- Selected extract -
________

Last reviewed 16 September 2020

The Health and Safety Executive (HSE) has reminded employers that the Government’s new rule of six does not apply to the workplace.

As of Monday 14 September, people may not meet socially in a group of more than six people, indoors or outdoors, when meeting friends and family they do not live with (or are in a support bubble with).

Police will have the powers to enforce these new legal limits, with fines of £100 to £3200.

There are however exceptions where groups can be larger than six people. These include:

  • the workplace, or the provision of voluntary or charitable services

  • registered childcare, education or training

  • supervised activities provided for children, eg children’s playgroups

  • providing support to a vulnerable person

  • providing emergency assistance, and to avoid injury or illness or to escape risk of harm

  • for arrangements where children do not live in the same household as both their parents

  • fulfilling a legal obligation, such as attending court or jury service

  • elite sporting competition and training

  • wedding and civil partnership ceremonies and receptions (up to 30 people, in a public place)

________

- Task requirements -
**a)** Decide whether each statement agrees with the rule-of-six notice, answering yes or no and quoting the words that settle it: (i) fines for breaking the new limits range from £100 to £3200; (ii) the limit on social groups applies from Monday 14 September; (iii) wedding receptions are exempt with no cap on numbers.
**b)** Translate this sentence from the rule-of-six notice into French: "Police will have the powers to enforce these new legal limits, with fines of £100 to £3200."
The entries play no part in the work on the rule-of-six notice.

Natural-language descriptions of regions:
________

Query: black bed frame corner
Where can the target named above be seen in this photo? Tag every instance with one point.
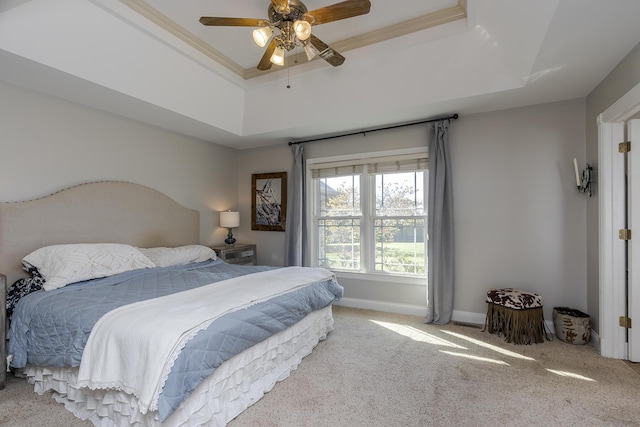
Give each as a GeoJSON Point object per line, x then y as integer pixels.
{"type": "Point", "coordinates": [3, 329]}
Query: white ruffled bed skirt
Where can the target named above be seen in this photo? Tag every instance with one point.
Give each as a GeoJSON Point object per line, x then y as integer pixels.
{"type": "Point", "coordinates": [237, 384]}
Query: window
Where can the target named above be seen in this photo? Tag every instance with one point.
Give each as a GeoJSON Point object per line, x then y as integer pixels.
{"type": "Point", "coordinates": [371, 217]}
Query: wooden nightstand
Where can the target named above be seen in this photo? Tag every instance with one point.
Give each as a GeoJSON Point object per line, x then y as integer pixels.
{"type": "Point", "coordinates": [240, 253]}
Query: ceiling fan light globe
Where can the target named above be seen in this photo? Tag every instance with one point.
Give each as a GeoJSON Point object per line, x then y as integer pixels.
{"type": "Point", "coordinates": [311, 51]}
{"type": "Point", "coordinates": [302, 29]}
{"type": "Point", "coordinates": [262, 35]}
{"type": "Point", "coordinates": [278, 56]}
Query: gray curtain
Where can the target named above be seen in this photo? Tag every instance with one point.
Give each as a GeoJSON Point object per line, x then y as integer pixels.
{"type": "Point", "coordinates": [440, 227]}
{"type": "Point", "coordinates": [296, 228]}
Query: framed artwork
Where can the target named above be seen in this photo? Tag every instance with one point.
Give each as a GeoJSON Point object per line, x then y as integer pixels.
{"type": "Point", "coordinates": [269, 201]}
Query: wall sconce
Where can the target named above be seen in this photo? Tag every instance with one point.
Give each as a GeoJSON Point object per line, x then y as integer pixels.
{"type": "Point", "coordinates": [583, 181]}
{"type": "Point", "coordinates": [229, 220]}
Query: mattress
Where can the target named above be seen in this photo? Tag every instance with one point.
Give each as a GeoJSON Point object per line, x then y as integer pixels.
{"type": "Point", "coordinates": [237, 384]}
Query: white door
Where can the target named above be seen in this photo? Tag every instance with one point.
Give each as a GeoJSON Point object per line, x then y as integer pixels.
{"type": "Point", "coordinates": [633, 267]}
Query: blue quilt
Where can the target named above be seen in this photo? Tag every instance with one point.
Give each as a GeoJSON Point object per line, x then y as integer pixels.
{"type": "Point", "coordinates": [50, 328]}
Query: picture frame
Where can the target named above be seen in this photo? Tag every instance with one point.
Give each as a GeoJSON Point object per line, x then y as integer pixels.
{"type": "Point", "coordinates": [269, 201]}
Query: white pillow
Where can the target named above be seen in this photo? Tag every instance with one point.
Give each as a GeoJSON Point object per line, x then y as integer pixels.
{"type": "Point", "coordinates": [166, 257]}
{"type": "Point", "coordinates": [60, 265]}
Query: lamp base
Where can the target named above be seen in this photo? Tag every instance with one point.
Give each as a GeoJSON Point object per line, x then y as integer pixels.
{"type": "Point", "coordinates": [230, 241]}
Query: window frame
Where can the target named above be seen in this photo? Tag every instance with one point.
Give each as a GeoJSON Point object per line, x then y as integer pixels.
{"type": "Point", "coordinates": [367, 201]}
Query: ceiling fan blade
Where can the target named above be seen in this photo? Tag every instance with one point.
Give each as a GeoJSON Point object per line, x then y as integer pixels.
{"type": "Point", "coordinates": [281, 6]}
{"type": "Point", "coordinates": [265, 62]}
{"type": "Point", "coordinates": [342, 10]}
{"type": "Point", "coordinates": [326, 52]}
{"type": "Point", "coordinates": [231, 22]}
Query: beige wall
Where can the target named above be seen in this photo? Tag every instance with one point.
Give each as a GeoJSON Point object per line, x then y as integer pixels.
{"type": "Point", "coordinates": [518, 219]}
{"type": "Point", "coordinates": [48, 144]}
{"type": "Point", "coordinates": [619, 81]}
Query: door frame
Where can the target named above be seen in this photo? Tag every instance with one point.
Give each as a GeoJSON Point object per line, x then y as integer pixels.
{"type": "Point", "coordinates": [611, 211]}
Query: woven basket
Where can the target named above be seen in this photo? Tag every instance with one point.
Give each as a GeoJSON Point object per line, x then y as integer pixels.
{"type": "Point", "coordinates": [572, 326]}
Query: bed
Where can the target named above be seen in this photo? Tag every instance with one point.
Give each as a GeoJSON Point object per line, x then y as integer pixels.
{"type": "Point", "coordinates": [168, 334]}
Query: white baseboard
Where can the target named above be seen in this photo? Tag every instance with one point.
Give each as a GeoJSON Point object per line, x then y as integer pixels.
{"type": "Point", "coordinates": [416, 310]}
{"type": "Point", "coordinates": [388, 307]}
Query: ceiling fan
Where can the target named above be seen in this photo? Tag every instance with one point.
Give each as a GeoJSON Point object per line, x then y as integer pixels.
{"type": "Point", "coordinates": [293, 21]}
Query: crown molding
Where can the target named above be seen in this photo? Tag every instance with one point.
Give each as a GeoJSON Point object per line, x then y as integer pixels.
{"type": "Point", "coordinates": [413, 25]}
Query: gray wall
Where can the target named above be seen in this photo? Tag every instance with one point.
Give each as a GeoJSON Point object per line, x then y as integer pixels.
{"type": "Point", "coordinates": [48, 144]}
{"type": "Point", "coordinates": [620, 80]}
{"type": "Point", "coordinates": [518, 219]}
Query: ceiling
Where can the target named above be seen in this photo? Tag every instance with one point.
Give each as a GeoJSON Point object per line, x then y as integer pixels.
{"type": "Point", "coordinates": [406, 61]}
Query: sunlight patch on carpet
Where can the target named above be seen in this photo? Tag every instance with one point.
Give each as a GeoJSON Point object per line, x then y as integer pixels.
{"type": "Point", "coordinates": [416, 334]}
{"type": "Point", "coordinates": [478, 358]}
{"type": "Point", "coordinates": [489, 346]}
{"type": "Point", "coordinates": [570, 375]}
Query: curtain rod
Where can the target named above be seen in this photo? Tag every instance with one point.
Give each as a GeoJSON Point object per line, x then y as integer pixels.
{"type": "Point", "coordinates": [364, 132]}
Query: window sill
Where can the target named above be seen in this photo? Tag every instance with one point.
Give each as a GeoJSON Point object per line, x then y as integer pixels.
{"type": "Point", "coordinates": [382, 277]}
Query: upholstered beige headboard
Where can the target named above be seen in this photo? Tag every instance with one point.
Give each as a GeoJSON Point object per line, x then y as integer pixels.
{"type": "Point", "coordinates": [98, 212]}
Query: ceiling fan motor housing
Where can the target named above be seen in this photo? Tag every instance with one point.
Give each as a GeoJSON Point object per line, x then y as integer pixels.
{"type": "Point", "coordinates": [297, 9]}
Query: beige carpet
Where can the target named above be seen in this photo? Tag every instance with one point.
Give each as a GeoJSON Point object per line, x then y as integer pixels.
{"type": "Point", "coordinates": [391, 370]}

________

- Answers -
**a)**
(i) Yes: "with fines of £100 to £3200."
(ii) Yes: "As of Monday 14 September, people may not meet socially in a group of more than six people."
(iii) No: "wedding and civil partnership ceremonies and receptions (up to 30 people, in a public place)."

**b)** La police aura les pouvoirs de faire respecter ces nouvelles limites légales, avec des amendes de 100 £ à 3200 £.